WORK TO COMPLETE: Render every entry verbatim.

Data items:

###

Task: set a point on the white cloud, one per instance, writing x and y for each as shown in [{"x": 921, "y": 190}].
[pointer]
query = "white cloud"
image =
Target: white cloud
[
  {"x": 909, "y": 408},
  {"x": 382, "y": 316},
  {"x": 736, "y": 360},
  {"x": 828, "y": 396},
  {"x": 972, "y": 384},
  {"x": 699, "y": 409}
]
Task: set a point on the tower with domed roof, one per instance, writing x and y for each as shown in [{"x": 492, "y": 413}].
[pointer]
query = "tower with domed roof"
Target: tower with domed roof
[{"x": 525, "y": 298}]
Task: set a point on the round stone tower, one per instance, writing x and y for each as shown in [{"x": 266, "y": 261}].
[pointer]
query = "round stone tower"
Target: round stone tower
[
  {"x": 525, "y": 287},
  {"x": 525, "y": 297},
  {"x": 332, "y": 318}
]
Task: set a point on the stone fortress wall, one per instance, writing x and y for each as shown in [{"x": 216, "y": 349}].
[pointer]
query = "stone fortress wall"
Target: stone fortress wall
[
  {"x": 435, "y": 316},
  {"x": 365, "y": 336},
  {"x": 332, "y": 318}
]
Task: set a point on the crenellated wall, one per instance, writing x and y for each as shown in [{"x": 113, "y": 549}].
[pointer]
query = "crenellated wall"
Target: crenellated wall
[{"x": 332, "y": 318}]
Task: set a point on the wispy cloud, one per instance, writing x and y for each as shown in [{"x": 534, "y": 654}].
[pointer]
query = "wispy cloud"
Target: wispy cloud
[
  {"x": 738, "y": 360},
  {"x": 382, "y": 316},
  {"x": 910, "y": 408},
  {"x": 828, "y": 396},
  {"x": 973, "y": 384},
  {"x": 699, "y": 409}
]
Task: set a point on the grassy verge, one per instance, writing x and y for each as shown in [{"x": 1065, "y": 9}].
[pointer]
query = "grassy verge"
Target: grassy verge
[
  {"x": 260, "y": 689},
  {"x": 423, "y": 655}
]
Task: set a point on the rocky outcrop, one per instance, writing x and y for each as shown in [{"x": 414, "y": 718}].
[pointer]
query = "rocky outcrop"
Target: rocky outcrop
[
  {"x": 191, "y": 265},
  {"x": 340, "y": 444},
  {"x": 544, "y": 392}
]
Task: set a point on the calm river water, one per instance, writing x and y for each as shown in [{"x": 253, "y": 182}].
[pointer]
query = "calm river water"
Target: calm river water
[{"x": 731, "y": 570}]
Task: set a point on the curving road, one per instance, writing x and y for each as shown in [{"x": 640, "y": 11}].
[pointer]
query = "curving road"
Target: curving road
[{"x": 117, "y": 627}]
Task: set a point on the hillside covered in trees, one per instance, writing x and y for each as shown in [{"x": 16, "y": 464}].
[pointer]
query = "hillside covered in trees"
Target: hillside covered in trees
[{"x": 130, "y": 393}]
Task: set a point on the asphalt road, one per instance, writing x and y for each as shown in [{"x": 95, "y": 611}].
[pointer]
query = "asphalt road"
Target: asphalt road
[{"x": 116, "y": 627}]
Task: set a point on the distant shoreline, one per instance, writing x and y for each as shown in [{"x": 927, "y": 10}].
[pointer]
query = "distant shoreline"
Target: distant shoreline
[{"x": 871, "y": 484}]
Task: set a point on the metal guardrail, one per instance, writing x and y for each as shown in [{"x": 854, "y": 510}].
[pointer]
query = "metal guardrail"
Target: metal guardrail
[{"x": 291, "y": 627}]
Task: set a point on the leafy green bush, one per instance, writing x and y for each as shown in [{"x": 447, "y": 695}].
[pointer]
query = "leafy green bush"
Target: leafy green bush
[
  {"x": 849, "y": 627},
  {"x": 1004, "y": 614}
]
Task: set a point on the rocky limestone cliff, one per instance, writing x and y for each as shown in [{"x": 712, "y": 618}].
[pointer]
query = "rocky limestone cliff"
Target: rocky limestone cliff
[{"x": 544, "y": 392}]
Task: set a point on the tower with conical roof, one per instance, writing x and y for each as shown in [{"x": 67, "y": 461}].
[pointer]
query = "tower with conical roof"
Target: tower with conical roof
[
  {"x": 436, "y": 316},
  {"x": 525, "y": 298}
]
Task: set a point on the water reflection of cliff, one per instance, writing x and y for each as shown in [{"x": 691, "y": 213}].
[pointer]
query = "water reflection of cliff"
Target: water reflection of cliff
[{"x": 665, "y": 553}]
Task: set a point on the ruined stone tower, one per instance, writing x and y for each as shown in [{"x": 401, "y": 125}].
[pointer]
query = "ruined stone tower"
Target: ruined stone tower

###

COMPLETE OUTPUT:
Task: set a point on the white cloud, one per instance, writing x and y for each as shown in [{"x": 921, "y": 190}].
[pointer]
query = "white cloud"
image =
Target: white cloud
[
  {"x": 909, "y": 408},
  {"x": 382, "y": 316},
  {"x": 736, "y": 360},
  {"x": 828, "y": 396},
  {"x": 972, "y": 384},
  {"x": 699, "y": 409}
]
Task: set a point on the tower with domed roof, one per instance, writing x and y for each as shown in [{"x": 492, "y": 413}].
[pointer]
query = "tower with domed roof"
Target: tower with domed roof
[{"x": 525, "y": 298}]
Task: set a point on the round stone tower, one per instance, writing x and y for each as shown in [{"x": 266, "y": 261}].
[pointer]
query = "round stone tower"
Target: round stone tower
[
  {"x": 525, "y": 287},
  {"x": 525, "y": 297},
  {"x": 332, "y": 318}
]
Task: set a point on the stone fortress wall, one per instance, writing x and y for each as shown in [{"x": 216, "y": 349}].
[pointer]
query = "stone fortress wall"
Target: stone fortress wall
[
  {"x": 435, "y": 316},
  {"x": 365, "y": 336},
  {"x": 332, "y": 318}
]
Task: set a point on the crenellated wall, one per instance, writing x and y for each as shown in [{"x": 113, "y": 549}].
[pointer]
query = "crenellated wall"
Target: crenellated wall
[{"x": 332, "y": 318}]
Task: set a point on the wispy cloud, one per instance, writing x and y for each as shown in [{"x": 534, "y": 654}].
[pointer]
query = "wispy cloud"
Target: wispy cloud
[
  {"x": 738, "y": 360},
  {"x": 382, "y": 316},
  {"x": 910, "y": 408},
  {"x": 828, "y": 396},
  {"x": 973, "y": 384},
  {"x": 699, "y": 409}
]
Task: set a point on the grassy verge, one per instance, writing x and y for each as shown in [{"x": 1065, "y": 9}].
[pointer]
query = "grassy verge"
Target: grassy verge
[
  {"x": 260, "y": 689},
  {"x": 423, "y": 655}
]
Task: set a point on the rocky outcrop, one per instance, writing x and y for each as shown in [{"x": 414, "y": 718}].
[pointer]
query = "rocky outcrop"
Target: rocky outcrop
[
  {"x": 191, "y": 265},
  {"x": 340, "y": 444},
  {"x": 544, "y": 392}
]
Task: set a point on the calm river water, one per instance, writing x and y for each as shown in [{"x": 253, "y": 182}].
[pointer]
query = "calm river water"
Target: calm river water
[{"x": 731, "y": 570}]
Task: set a point on the curving road, one per instance, writing x and y for each as shown in [{"x": 640, "y": 11}].
[pointer]
query = "curving road"
Target: curving road
[{"x": 117, "y": 627}]
Task: set a point on the hillside covered in trees, one per instance, writing x and y for each as shown in [{"x": 16, "y": 464}].
[pointer]
query = "hillside covered in trees"
Target: hillside covered in trees
[{"x": 130, "y": 393}]
Task: set a point on the asphalt road, one per instance, writing x and y for each as shown in [{"x": 95, "y": 611}].
[pointer]
query = "asphalt road"
Target: asphalt road
[{"x": 116, "y": 627}]
Task: set a point on the distant shoreline, one per instance, writing x and y for each as shown in [{"x": 927, "y": 10}].
[pointer]
query = "distant shoreline"
Target: distant shoreline
[{"x": 871, "y": 484}]
Task: set a point on the metal guardrail, one per instance, writing x and y for each as shown in [{"x": 854, "y": 510}].
[pointer]
query = "metal guardrail"
Target: metal guardrail
[{"x": 291, "y": 627}]
Task: set a point on the leafy green bush, one per instance, writing x and y for each as shown in [{"x": 447, "y": 695}].
[pointer]
query = "leafy green bush"
Target: leafy green bush
[
  {"x": 849, "y": 627},
  {"x": 1004, "y": 614}
]
Task: set a point on the rocky limestone cliff, one per instance, writing x and y for each as shown in [{"x": 712, "y": 618}].
[pointer]
query = "rocky limestone cliff"
Target: rocky limestone cliff
[{"x": 544, "y": 392}]
Task: set a point on the tower with conical roof, one per instance, writing x and y for each as shown in [{"x": 67, "y": 461}].
[pointer]
query = "tower with conical roof"
Target: tower with conical roof
[
  {"x": 436, "y": 316},
  {"x": 525, "y": 298}
]
Task: set a point on the water reflection of cliff, one per instance, writing x and y for each as shown in [{"x": 691, "y": 213}].
[pointer]
query = "water reflection of cliff"
Target: water reflection of cliff
[{"x": 665, "y": 553}]
Task: set a point on the ruined stone tower, one per instance, writing x and y for each as shown in [{"x": 401, "y": 125}].
[pointer]
query = "ruined stone tower"
Target: ruined stone tower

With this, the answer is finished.